* _WHAT THIS TASK INVOLVES_
Swap "red squirrel" for "gray squirrel" and reproduce the entries that begin at the line containing "e.g. [(208, 95)]" and stop after the line containing "[(210, 150), (265, 245)]", with everything else unchanged.

* _MATERIAL FOR THIS TASK_
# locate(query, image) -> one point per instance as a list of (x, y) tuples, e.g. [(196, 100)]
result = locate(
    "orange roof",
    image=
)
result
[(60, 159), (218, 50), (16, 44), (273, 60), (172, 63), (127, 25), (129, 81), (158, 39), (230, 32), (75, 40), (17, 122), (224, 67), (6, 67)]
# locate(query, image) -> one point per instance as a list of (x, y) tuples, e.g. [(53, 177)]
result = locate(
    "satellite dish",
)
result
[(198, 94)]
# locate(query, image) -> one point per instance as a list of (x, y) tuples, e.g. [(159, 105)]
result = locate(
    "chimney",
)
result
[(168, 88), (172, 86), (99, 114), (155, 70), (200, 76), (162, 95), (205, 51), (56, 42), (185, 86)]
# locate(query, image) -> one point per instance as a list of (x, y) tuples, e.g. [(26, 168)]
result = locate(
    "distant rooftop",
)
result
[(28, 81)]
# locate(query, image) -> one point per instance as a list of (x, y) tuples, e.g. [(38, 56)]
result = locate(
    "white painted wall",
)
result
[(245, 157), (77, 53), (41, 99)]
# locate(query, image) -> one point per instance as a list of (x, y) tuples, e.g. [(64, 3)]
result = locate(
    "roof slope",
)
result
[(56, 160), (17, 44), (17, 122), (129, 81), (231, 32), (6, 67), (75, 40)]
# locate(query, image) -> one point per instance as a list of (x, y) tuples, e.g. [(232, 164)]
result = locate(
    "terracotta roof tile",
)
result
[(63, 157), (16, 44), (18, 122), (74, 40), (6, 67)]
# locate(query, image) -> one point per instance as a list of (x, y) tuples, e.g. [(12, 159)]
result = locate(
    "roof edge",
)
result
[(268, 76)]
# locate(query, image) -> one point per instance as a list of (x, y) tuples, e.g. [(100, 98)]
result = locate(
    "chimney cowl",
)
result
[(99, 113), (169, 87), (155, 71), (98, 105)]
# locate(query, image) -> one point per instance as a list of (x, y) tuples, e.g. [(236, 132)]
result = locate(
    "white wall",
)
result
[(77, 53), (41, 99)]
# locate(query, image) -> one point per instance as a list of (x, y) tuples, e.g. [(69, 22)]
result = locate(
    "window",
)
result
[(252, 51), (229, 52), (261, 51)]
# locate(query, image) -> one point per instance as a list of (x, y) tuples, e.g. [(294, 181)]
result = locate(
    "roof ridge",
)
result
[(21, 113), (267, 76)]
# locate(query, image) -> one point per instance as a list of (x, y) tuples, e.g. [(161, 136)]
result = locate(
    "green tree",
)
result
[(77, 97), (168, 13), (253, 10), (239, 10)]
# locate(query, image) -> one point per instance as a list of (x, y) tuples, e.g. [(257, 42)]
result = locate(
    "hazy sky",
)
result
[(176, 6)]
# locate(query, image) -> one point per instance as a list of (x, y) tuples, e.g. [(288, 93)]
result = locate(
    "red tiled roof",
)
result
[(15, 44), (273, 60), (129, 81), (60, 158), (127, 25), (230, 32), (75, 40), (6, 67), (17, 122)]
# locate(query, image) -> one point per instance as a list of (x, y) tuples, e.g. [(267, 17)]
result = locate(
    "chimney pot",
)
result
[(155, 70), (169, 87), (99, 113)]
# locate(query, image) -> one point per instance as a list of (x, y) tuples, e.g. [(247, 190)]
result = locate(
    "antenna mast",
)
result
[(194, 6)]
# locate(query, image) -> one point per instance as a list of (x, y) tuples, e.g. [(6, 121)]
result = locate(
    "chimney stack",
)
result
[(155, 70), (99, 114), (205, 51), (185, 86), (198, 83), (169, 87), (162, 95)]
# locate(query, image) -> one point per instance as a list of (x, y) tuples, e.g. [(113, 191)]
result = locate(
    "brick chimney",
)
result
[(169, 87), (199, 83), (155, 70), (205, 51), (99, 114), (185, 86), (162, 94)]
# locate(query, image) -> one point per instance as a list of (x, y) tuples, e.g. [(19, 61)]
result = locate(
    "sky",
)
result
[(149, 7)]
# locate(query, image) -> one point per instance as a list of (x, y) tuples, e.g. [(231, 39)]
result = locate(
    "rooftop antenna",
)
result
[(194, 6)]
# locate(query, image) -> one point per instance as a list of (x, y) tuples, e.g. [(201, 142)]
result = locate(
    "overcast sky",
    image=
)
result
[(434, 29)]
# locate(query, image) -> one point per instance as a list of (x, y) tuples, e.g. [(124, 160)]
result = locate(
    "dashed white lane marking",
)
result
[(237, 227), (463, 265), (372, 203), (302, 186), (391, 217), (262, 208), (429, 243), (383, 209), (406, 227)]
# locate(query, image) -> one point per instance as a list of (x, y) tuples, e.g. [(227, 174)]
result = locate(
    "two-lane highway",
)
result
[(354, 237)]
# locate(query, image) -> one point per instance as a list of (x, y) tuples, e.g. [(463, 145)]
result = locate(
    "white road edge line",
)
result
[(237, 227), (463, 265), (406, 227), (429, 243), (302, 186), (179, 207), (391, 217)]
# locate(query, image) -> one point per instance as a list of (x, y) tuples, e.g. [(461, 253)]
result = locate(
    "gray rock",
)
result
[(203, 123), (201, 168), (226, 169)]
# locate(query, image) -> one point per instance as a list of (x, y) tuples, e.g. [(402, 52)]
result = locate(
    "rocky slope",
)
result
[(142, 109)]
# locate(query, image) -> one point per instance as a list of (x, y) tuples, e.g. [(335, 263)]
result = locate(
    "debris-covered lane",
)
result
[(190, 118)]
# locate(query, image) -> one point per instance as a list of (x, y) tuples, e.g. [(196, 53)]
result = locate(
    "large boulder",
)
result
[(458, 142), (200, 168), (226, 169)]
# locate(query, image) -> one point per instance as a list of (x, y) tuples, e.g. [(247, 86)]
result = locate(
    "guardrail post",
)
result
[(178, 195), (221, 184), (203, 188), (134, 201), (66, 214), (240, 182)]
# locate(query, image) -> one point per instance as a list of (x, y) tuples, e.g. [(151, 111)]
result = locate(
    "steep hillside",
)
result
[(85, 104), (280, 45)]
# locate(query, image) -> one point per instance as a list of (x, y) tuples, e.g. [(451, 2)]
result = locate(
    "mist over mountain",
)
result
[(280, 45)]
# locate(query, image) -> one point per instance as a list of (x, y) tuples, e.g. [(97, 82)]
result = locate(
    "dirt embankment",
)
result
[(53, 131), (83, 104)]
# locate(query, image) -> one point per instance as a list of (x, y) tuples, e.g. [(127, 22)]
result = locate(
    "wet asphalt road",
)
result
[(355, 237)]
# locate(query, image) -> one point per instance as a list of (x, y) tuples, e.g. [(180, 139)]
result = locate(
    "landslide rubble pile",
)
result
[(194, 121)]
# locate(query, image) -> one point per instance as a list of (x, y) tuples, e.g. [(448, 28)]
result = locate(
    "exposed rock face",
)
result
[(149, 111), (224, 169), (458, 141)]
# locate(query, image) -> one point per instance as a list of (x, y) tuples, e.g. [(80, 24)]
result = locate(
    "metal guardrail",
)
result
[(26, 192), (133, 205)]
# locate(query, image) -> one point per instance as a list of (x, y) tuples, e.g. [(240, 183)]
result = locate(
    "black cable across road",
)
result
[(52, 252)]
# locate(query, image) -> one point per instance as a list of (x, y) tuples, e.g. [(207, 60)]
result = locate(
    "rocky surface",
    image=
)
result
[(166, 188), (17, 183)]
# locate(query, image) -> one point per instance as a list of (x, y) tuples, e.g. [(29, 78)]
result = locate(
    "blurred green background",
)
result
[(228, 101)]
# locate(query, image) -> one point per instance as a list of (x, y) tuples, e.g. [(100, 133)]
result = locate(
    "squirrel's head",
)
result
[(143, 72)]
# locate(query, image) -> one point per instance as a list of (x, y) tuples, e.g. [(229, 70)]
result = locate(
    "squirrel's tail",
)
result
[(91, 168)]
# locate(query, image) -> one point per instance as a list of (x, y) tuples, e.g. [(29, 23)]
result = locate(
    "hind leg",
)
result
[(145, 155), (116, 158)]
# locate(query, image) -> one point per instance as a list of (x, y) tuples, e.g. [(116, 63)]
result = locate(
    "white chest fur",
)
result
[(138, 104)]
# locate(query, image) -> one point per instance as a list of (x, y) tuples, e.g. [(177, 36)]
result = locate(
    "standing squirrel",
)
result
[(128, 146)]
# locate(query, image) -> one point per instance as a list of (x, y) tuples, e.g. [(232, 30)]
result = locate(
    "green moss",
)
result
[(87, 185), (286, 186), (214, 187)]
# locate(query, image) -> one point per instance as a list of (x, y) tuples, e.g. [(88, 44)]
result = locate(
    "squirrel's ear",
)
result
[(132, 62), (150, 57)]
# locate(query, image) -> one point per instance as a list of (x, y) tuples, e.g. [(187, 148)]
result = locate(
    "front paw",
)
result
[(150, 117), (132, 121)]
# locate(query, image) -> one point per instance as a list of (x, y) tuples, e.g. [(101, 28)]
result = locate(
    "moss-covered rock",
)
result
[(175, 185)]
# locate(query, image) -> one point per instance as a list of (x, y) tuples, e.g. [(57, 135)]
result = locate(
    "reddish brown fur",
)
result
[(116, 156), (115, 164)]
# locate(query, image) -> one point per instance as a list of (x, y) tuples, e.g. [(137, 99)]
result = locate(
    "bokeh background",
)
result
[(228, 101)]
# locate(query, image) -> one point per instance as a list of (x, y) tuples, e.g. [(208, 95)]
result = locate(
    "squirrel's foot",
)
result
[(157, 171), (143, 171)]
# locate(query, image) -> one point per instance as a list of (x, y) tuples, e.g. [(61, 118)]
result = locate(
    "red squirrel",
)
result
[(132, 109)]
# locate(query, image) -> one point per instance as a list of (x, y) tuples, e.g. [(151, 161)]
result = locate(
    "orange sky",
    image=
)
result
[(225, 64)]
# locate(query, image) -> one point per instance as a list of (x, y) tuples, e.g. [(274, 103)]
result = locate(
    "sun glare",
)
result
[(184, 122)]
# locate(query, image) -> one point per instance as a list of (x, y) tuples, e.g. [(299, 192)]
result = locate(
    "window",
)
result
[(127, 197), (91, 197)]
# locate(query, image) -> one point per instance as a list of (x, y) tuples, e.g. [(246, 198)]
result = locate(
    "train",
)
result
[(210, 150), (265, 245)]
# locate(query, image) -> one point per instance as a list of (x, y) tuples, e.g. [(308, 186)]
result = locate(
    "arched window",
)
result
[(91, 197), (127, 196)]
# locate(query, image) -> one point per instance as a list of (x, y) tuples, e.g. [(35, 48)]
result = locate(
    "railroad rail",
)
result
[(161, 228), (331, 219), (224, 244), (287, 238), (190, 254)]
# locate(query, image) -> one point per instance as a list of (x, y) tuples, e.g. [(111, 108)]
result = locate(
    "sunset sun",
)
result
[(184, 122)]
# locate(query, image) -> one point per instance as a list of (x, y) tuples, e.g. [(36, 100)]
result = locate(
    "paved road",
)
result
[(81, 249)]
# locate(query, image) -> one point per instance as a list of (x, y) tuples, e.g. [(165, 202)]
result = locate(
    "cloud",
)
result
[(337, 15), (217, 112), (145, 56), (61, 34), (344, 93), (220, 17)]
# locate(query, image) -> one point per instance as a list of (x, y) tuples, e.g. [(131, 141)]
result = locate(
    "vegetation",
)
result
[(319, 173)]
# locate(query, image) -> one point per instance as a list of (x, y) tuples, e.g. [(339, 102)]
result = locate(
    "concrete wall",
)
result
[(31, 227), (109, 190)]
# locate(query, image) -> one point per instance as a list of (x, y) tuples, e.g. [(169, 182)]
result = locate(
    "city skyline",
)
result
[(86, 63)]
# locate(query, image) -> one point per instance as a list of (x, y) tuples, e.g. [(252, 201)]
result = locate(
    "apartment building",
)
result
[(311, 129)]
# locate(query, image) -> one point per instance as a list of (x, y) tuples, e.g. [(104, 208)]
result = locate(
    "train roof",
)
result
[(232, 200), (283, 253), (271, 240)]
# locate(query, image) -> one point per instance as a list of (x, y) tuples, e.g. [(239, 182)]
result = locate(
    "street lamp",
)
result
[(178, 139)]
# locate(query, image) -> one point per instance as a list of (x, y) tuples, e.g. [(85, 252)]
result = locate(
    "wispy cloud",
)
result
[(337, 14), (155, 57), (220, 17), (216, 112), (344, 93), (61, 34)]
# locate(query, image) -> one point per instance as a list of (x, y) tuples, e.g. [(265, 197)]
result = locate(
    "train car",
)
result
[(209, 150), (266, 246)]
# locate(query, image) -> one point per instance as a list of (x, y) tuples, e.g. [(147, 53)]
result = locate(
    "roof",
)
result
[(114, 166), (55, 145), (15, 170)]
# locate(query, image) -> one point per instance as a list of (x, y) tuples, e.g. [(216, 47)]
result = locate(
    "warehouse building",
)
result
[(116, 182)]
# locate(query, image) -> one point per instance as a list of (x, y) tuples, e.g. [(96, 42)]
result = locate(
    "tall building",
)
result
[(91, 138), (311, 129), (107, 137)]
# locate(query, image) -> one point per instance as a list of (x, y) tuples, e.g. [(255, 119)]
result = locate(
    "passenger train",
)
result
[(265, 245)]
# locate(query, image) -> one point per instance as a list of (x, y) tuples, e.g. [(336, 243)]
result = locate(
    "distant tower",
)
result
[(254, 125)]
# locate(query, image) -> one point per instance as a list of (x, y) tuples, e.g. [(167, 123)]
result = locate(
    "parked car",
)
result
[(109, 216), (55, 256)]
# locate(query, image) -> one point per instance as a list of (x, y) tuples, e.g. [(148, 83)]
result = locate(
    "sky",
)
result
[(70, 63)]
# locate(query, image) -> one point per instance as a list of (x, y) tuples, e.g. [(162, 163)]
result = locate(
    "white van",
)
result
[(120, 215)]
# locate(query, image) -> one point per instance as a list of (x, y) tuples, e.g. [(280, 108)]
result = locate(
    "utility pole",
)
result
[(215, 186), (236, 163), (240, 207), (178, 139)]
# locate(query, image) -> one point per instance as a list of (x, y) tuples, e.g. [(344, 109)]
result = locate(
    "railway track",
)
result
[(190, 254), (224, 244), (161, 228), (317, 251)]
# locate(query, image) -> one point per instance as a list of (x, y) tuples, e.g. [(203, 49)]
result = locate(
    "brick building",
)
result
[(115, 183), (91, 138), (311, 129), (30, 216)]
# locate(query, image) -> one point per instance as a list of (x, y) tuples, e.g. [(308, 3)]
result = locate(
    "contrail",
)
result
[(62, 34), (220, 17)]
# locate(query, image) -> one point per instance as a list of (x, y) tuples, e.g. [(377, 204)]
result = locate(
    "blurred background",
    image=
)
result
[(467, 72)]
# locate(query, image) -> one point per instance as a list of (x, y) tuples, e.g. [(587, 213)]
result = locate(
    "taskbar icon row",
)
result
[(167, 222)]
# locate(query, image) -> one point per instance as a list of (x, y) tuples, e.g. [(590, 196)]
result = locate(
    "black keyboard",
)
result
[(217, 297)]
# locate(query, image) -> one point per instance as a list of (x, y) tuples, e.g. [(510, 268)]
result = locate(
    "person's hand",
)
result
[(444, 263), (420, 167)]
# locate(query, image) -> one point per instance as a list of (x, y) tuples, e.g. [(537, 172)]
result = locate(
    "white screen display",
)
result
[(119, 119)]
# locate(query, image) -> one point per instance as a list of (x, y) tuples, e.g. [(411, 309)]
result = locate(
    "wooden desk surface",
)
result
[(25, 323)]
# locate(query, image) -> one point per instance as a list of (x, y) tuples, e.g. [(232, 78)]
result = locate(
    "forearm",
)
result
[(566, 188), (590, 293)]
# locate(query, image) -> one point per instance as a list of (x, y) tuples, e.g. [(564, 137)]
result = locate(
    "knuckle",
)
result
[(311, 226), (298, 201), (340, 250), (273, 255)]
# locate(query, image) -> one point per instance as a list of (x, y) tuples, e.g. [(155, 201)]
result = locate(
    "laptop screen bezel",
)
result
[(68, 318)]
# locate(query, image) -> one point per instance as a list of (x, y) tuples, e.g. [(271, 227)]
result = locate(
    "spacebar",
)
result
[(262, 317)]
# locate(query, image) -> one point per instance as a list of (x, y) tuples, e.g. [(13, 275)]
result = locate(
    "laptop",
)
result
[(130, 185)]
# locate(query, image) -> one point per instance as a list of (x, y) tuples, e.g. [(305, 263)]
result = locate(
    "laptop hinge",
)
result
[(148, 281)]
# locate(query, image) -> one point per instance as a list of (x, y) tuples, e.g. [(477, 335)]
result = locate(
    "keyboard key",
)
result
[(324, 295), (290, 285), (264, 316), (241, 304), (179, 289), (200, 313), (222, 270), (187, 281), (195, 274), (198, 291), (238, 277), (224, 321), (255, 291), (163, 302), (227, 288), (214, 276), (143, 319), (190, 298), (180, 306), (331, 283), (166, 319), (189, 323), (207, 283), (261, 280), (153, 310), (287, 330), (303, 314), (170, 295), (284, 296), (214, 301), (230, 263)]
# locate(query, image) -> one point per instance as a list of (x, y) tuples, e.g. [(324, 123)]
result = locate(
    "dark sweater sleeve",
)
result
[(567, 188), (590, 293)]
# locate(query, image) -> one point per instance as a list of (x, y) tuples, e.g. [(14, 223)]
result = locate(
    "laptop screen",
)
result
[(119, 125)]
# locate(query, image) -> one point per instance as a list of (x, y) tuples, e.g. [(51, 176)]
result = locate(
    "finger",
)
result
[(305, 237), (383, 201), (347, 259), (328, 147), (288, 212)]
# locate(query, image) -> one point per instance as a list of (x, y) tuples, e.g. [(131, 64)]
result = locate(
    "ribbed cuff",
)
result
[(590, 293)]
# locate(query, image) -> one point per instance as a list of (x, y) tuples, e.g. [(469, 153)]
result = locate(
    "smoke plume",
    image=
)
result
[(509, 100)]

* _OUTPUT FOR THIS TASK_
# locate(query, image) -> one point per instance as a list of (x, y) tuples, e.g. [(208, 95)]
result = locate(
    "squirrel's foot",
)
result
[(157, 171), (143, 171)]
# locate(query, image) -> one point per instance as a list of (x, y) tuples, e.g. [(61, 118)]
result = locate(
    "gray squirrel",
)
result
[(132, 109)]
# locate(query, image) -> one point per instance as a list of (x, y) tuples, e.g. [(151, 161)]
result = locate(
    "orange sky",
    image=
)
result
[(225, 64)]
# locate(query, image) -> one point per instance as a list of (x, y) tuples, e.g. [(274, 103)]
result = locate(
    "sun glare",
)
result
[(184, 122)]
# locate(query, image) -> one point per instance as a list of (x, y) tuples, e.g. [(299, 192)]
result = locate(
    "window",
)
result
[(127, 197), (91, 197)]
# locate(query, image) -> one point per instance as a list of (x, y) tuples, e.g. [(246, 198)]
result = locate(
    "train",
)
result
[(210, 150), (265, 245)]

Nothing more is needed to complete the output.